What is being asked
Among the records below, find each line that includes the string "window" and copy it.

-=-=-=-=-

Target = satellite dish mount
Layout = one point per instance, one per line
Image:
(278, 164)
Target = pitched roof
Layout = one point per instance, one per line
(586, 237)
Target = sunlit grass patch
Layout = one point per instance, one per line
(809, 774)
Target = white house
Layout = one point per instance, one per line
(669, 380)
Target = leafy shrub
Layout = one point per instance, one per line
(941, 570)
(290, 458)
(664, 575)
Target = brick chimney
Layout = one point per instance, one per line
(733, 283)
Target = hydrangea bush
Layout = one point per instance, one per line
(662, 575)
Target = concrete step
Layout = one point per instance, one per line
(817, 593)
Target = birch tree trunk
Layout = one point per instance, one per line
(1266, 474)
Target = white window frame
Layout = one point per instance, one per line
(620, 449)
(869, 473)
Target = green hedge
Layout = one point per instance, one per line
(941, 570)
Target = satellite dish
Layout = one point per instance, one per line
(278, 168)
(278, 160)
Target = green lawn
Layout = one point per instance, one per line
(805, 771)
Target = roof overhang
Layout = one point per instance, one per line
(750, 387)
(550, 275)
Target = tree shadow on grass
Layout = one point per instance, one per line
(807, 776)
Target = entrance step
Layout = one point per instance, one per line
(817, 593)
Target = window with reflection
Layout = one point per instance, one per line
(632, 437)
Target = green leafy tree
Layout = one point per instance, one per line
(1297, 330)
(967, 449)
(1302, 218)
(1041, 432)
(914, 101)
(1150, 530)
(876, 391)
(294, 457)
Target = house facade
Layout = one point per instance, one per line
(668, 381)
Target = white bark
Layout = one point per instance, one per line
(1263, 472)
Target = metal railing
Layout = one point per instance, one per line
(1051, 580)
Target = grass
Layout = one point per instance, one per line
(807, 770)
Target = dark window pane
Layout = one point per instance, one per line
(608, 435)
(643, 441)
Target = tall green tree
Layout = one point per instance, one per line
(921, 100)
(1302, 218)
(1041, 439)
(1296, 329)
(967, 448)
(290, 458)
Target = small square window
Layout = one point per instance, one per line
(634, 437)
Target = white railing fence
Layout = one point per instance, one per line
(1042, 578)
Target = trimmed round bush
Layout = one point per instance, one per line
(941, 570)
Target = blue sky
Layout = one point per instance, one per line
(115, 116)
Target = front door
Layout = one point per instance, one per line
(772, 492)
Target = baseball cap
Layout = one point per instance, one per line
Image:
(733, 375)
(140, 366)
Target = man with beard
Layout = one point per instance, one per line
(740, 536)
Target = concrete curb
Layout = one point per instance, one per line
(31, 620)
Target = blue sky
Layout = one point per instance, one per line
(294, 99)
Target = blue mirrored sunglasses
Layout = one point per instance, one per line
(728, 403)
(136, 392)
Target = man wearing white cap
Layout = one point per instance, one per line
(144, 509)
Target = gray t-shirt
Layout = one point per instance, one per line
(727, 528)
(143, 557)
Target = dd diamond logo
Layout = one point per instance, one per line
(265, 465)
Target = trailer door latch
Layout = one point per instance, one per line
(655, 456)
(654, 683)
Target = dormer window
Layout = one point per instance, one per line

-=-=-=-=-

Written answer
Target = white window frame
Target = window with reflection
Target = dark window pane
Target = small square window
Target = dormer window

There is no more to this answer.